How to complete this task |
Your copy of the listing must be exact and must hold no images.

# # # # # # #

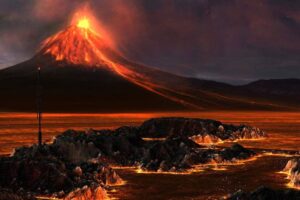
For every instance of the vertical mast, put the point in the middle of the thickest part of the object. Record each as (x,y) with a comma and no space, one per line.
(39,112)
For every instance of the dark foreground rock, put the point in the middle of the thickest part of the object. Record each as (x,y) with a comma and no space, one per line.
(264,193)
(8,194)
(76,164)
(292,169)
(42,171)
(200,130)
(125,147)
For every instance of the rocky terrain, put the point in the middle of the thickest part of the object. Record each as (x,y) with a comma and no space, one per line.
(264,193)
(76,164)
(178,151)
(199,130)
(292,169)
(43,171)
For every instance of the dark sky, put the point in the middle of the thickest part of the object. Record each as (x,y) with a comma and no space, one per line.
(234,41)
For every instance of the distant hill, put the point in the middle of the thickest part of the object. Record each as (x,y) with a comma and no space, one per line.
(81,73)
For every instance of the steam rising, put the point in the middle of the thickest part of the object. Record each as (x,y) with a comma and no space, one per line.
(208,39)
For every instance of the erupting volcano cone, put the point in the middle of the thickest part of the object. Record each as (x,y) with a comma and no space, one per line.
(78,44)
(82,73)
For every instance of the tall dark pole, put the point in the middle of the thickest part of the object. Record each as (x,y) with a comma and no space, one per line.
(39,102)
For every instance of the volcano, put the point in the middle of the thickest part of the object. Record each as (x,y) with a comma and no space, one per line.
(82,73)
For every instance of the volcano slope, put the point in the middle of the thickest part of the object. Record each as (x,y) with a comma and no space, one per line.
(82,73)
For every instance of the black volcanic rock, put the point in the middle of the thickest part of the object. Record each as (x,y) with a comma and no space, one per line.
(41,171)
(197,129)
(292,169)
(264,193)
(125,146)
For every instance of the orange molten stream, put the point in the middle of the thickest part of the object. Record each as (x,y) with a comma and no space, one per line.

# # # # # # #

Output of the exercise |
For every instance of the vertical mast, put the point in the middle of the thickest part of the object. Record each as (x,y) with a comma and no space, one per line.
(39,112)
For every instance of the dark foreground rock, put the point in the middle of the thickest part of the object. Record each as (x,y) with a comma and no space, one per line.
(264,193)
(8,194)
(76,164)
(292,169)
(42,171)
(200,130)
(125,147)
For every instance of the rocky terrain, put the point in the middle of the thickest part of the object. Record each as (x,y) with a comma and no space, one per line.
(264,193)
(76,164)
(178,151)
(199,130)
(292,169)
(43,171)
For every instance of the dark sky, put the point in the middle of the thickest part of the object. Record each as (x,y) with a comma and no space, one per line.
(234,41)
For every instance of the distant hill, put the point in the middle of the thickest part of the object. Record each as (x,y) with a comma and no space, one per line.
(81,73)
For every instance of the steam rising, put the point in the middle of the thickest part of the object. Record each as (x,y) with a comma and no space, one per line.
(208,39)
For every instance of the erupting volcano cone, put the point in the middle of the thickest part of the object. Record each as (x,y) with a comma and no space, one per line.
(78,44)
(82,73)
For every instance of the tall dark pole, put the point in the middle of the thickest part of the object. Record each as (x,y) with a comma and no space, one per line.
(39,102)
For every instance of the volcano, put the point in the middle of the thickest part of the object. Record each as (x,y) with a comma and no space, one per line.
(82,73)
For every instance of the volcano slope, put the point in the middle of the thickest part of the object. Record each as (x,y) with a comma and no space, one per line.
(82,73)
For every instance of the black volcanic rock, put the point in the middle of the thickest part of the object. Record each as (x,y) with a comma and no space, one per line.
(41,171)
(197,129)
(292,169)
(264,193)
(125,146)
For every instance of the orange molten stream, put the point in the middle of the thickest part of the object. Record each as (x,y) with a comma and no space, one per line.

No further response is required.